#### INPUT MATERIAL
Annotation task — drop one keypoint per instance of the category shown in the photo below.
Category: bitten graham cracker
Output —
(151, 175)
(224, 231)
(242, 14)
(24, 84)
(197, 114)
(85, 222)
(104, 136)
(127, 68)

#### TASK ITEM
The complete material must be repeated exactly.

#### ANSWER BOX
Annotation task — drop one keypoint per instance of the category shown in the photo below.
Category: bitten graham cracker
Output —
(151, 175)
(224, 231)
(242, 14)
(24, 84)
(197, 114)
(85, 222)
(104, 136)
(127, 68)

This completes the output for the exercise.